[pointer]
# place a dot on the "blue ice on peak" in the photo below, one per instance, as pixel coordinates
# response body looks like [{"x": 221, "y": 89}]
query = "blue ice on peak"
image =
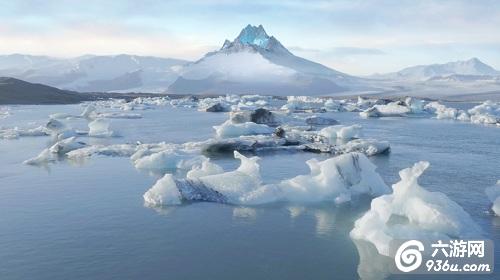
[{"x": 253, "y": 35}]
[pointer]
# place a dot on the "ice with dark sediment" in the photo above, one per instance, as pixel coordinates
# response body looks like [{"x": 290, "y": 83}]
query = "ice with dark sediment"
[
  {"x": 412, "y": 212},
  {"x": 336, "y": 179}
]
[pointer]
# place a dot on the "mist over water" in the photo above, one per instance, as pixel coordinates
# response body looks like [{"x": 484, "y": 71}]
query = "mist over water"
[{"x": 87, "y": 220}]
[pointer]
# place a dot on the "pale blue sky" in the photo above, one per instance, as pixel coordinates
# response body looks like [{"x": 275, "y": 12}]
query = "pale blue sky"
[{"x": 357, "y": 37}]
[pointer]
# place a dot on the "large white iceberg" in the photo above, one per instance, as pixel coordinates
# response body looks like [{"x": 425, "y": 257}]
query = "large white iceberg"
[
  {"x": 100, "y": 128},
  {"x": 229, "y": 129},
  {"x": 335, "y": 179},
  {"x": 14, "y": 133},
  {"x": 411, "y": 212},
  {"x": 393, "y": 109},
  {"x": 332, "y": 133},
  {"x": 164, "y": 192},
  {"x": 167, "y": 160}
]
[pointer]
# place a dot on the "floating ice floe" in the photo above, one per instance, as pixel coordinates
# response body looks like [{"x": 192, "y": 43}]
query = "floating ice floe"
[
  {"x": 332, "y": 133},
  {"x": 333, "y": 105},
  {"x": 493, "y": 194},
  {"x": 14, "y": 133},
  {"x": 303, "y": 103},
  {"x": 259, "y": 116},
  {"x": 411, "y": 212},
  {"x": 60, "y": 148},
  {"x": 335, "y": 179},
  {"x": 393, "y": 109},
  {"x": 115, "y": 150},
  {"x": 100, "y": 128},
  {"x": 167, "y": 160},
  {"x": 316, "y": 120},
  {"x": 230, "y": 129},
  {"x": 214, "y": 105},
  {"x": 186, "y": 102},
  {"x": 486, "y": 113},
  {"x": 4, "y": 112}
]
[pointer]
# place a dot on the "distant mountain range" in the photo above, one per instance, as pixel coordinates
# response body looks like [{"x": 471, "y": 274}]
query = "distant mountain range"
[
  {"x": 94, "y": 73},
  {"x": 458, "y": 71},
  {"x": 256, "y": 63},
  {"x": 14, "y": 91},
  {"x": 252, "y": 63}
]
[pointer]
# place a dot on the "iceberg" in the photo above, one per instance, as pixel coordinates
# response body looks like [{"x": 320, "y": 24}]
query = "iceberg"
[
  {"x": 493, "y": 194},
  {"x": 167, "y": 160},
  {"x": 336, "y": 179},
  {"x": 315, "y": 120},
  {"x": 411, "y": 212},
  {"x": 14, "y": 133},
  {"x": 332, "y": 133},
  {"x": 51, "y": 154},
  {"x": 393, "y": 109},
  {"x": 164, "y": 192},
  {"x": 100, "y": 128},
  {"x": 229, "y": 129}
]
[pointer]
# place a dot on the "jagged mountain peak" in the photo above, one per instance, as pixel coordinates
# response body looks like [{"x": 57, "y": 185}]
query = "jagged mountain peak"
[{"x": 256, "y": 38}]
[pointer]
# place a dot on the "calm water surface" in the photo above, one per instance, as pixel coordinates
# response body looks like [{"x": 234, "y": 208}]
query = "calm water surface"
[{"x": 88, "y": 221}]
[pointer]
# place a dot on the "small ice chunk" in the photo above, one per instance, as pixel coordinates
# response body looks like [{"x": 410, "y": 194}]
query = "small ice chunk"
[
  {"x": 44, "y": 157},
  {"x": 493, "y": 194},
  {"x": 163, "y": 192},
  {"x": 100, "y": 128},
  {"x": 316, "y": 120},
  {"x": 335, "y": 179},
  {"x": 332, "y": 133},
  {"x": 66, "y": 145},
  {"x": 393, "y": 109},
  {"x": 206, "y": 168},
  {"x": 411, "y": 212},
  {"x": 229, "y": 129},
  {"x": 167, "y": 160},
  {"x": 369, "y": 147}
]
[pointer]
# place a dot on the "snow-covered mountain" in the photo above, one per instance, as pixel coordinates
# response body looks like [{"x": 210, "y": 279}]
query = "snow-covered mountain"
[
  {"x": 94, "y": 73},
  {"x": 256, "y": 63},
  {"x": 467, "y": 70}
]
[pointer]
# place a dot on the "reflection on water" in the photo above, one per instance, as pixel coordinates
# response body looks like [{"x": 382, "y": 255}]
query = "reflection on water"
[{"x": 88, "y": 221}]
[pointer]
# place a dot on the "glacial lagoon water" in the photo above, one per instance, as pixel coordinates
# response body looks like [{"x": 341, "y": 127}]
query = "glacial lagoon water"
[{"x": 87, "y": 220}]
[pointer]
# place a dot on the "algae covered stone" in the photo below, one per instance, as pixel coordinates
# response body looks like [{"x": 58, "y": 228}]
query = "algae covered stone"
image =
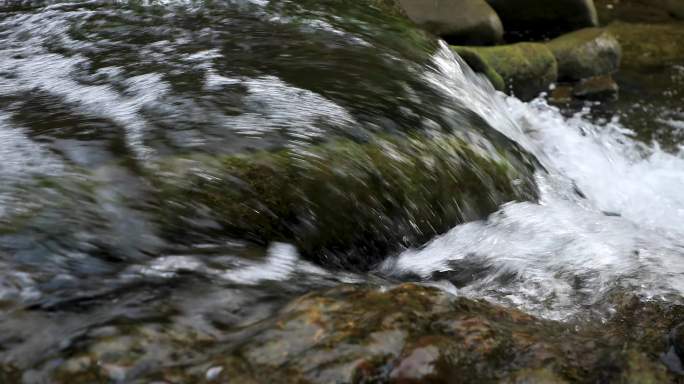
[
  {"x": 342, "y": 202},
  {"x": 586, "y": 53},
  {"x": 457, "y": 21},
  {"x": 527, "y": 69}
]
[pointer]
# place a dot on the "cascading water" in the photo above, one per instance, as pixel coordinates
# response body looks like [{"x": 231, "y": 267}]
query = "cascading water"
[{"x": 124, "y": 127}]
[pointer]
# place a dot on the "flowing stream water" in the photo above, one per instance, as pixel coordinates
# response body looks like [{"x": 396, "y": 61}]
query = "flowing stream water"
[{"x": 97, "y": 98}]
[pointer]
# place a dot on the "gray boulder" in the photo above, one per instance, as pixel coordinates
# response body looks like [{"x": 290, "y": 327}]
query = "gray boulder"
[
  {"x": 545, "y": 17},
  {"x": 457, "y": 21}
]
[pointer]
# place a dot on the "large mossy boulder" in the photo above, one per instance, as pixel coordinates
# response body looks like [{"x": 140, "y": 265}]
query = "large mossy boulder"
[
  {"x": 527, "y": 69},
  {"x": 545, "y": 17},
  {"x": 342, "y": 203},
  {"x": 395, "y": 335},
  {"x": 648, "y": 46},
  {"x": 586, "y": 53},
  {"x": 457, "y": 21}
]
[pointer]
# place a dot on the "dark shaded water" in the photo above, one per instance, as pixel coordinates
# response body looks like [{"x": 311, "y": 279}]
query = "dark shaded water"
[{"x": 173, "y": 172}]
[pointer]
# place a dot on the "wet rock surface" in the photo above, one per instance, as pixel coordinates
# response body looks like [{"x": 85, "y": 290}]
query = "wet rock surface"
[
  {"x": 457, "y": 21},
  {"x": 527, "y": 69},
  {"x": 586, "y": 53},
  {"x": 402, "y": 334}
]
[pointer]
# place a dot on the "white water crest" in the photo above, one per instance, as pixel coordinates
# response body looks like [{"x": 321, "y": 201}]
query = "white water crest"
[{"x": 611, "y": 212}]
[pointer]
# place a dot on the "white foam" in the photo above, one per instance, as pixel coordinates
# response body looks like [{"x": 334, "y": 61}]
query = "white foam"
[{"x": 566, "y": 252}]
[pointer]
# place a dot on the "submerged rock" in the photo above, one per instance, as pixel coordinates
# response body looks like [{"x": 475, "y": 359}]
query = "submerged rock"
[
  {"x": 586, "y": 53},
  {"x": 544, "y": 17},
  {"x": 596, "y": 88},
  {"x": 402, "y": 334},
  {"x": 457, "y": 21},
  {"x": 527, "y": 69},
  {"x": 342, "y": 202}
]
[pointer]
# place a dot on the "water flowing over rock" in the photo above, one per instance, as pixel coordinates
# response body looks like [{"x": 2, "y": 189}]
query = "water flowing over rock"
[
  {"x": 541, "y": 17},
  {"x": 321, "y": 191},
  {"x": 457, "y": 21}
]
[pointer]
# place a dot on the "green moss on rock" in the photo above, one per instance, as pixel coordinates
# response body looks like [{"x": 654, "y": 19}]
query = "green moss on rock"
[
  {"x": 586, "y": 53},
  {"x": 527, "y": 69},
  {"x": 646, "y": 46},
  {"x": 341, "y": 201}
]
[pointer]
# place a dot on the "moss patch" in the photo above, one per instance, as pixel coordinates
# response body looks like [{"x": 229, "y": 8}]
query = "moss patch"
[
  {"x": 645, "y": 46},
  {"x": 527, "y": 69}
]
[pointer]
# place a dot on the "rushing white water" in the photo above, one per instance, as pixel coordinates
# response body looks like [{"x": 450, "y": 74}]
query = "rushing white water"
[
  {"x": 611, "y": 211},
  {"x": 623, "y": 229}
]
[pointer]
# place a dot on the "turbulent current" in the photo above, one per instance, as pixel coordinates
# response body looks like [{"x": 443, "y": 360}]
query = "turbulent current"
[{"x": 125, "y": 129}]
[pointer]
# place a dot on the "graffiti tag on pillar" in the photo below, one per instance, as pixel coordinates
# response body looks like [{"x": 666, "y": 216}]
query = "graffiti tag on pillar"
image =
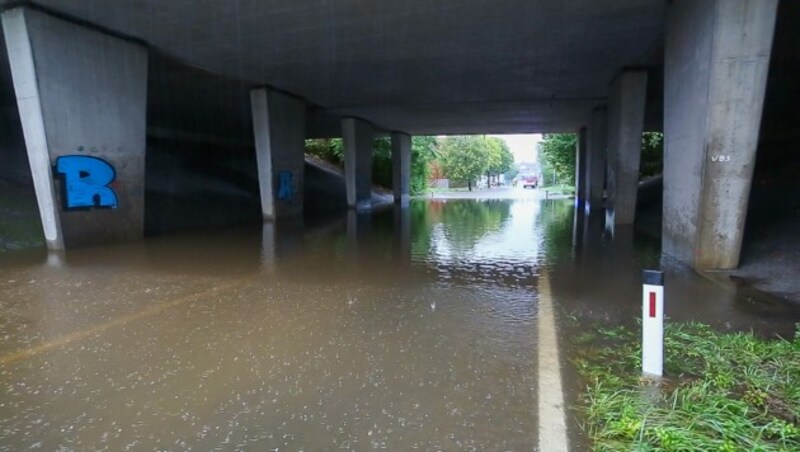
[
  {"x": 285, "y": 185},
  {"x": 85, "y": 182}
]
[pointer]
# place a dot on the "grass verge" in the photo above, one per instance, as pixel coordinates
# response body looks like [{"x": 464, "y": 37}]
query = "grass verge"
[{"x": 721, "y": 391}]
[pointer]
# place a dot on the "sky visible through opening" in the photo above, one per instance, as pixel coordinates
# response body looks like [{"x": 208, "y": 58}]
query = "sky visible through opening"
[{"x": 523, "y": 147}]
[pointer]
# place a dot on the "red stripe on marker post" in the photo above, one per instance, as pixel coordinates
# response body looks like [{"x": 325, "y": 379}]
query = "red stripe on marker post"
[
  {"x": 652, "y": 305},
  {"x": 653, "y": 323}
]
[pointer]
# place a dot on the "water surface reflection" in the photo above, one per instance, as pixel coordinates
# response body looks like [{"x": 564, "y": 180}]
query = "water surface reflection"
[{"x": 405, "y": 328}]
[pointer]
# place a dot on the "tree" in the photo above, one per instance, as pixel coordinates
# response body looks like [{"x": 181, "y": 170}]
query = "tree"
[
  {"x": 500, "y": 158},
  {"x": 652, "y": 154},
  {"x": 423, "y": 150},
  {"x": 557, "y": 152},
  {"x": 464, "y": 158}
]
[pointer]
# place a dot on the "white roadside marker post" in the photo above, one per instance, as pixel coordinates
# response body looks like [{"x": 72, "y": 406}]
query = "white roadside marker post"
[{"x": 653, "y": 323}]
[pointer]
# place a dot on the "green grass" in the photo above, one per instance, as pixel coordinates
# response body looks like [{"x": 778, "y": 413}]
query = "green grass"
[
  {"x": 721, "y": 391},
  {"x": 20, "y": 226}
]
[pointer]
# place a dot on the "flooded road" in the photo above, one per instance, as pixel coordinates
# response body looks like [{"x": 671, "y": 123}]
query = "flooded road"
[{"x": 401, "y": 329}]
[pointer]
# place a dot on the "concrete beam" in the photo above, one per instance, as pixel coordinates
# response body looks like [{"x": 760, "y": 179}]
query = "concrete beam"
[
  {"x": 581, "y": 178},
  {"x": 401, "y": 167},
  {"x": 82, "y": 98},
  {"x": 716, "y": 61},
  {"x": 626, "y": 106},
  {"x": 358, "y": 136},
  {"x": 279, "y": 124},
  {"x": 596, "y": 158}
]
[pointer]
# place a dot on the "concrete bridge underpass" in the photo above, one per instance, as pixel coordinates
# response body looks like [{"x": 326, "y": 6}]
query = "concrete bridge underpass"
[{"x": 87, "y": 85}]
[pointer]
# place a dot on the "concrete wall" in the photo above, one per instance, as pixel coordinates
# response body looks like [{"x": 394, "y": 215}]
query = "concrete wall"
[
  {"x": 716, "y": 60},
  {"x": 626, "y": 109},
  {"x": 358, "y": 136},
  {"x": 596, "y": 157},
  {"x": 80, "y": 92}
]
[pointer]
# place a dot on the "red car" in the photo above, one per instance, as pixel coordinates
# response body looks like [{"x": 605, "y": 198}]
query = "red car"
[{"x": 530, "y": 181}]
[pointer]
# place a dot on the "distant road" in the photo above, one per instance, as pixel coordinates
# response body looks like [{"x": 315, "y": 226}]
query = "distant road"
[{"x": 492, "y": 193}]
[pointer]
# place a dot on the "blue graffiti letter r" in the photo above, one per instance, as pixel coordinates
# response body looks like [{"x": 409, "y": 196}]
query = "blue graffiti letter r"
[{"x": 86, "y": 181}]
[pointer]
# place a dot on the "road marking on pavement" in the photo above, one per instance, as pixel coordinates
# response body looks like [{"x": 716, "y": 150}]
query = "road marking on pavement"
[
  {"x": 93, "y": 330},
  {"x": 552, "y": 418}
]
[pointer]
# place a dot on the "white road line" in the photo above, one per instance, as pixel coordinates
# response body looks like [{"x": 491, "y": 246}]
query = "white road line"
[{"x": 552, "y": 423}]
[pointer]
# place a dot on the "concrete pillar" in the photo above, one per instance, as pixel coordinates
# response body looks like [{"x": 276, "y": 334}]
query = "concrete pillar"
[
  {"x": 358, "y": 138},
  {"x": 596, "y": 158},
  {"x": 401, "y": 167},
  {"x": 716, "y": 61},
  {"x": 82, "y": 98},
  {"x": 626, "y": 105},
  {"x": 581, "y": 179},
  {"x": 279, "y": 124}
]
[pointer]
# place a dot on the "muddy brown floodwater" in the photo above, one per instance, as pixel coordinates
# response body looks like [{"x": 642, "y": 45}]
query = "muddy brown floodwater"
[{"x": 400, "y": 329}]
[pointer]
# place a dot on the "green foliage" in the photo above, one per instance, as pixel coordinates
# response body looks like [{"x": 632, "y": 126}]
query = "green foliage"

——

Count how many lines in the listing above contain the word "foliage", and respond with only that number.

2